— Start Data listing —
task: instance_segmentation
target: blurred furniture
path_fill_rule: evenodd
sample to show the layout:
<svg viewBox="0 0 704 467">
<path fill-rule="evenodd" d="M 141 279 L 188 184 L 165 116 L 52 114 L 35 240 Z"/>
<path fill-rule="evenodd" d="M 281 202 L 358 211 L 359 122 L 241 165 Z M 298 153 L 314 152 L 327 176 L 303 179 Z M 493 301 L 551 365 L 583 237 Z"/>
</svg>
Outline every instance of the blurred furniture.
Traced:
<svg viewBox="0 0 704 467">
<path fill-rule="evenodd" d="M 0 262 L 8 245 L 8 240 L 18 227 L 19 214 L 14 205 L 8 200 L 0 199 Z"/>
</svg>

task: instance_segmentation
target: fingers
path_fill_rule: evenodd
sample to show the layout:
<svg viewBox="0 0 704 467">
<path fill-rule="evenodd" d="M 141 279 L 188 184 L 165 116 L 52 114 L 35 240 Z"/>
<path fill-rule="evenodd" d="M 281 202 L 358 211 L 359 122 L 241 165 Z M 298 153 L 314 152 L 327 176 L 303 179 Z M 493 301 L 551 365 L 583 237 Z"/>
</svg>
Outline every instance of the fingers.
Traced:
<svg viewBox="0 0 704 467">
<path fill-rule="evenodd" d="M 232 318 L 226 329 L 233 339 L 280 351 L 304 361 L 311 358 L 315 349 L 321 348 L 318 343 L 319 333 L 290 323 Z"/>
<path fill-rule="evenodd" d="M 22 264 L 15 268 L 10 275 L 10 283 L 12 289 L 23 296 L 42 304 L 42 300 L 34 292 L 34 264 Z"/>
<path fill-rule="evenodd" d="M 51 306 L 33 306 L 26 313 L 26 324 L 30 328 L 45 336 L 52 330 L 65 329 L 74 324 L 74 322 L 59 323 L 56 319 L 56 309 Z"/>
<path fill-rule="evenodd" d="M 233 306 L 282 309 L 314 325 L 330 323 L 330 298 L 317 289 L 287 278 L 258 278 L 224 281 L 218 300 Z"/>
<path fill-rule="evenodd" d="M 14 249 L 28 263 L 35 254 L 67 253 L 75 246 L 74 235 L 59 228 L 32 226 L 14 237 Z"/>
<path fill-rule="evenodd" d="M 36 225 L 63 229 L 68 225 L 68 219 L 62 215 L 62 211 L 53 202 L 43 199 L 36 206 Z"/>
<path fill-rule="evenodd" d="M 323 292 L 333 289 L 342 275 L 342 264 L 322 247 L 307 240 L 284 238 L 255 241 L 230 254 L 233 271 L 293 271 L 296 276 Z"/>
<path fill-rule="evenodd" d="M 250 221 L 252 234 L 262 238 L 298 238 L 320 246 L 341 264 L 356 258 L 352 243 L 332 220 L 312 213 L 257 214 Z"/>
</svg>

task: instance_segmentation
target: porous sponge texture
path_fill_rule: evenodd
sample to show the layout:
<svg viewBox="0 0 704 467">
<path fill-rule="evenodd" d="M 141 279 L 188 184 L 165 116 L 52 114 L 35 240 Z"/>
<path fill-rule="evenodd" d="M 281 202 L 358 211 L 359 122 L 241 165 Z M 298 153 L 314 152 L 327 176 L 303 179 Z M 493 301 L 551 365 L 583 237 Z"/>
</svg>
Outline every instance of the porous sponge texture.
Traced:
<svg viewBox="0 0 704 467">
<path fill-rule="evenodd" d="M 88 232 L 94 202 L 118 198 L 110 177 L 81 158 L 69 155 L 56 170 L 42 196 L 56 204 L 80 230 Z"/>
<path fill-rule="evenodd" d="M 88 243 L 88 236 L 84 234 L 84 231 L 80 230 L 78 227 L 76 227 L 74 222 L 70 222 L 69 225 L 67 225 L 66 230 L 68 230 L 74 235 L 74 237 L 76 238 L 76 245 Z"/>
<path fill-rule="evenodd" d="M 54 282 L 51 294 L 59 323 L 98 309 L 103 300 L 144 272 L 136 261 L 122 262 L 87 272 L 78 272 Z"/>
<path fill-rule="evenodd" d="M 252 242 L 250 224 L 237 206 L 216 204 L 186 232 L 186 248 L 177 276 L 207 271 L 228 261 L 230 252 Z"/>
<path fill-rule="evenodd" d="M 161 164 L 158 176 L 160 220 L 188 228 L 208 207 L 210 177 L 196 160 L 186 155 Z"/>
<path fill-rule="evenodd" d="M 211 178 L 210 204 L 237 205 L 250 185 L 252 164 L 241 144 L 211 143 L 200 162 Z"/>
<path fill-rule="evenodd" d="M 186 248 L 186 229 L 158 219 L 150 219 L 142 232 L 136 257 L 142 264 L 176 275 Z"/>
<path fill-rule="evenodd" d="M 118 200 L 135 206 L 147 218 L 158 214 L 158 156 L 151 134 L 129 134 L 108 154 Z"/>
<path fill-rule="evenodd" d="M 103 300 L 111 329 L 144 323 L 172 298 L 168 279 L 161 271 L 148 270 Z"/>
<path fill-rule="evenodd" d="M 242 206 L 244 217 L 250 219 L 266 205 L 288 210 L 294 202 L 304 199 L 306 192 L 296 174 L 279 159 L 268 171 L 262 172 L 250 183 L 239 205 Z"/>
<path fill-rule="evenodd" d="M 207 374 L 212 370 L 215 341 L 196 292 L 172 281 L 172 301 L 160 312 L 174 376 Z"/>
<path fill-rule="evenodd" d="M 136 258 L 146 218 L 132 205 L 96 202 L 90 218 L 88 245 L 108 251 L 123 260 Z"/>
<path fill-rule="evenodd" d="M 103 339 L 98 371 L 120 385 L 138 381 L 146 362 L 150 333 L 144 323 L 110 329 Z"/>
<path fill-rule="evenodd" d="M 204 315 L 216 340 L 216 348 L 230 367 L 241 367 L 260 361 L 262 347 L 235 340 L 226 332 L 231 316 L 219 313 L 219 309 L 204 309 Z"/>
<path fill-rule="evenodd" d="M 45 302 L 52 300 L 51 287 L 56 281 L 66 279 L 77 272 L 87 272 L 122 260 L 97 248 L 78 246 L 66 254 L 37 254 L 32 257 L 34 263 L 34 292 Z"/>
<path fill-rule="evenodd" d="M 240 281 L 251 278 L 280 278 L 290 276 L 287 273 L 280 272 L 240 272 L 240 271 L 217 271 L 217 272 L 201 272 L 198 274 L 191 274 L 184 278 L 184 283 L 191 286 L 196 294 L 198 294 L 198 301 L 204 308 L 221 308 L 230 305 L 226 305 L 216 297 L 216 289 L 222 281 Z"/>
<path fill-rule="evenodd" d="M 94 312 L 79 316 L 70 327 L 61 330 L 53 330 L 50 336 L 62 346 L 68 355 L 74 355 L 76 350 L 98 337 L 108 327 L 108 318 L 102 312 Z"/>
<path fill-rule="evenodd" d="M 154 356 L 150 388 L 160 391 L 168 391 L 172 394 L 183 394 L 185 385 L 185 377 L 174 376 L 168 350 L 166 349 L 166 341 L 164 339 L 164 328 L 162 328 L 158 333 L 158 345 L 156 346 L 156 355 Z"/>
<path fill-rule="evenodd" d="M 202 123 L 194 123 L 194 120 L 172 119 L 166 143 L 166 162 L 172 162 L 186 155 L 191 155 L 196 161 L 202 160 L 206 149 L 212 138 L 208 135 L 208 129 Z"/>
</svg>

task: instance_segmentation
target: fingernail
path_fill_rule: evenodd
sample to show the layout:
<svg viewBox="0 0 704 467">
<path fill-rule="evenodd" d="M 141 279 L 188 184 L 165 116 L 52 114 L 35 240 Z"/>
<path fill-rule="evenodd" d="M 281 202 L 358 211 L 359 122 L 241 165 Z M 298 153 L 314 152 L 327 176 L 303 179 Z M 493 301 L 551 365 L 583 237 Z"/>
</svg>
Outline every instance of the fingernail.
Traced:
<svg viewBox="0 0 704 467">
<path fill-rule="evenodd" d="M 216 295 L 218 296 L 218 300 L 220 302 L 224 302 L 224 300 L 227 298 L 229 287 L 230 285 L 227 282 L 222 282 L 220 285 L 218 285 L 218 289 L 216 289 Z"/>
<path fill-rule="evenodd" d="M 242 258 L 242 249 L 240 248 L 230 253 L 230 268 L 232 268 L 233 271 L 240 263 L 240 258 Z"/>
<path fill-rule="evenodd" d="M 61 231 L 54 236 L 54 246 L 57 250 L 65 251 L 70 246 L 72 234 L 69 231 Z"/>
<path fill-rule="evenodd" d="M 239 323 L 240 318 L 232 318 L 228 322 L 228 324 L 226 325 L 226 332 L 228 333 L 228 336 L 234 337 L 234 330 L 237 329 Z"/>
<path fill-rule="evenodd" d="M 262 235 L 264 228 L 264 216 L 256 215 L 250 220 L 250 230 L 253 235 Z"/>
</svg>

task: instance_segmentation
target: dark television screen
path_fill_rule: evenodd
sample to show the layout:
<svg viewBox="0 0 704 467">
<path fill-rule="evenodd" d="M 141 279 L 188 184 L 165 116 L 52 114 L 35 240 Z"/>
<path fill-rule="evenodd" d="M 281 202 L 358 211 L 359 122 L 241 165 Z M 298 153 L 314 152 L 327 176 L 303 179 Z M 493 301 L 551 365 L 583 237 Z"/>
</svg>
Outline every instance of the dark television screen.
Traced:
— End Data listing —
Keep only the lines of the entries above that contain the string "every", and drop all others. Matches must have the same capitalization.

Outline every instance of the blurred furniture.
Outline every instance of the fingers.
Outline every instance of the porous sponge texture.
Outline every instance of the fingernail.
Outline every instance of the dark television screen.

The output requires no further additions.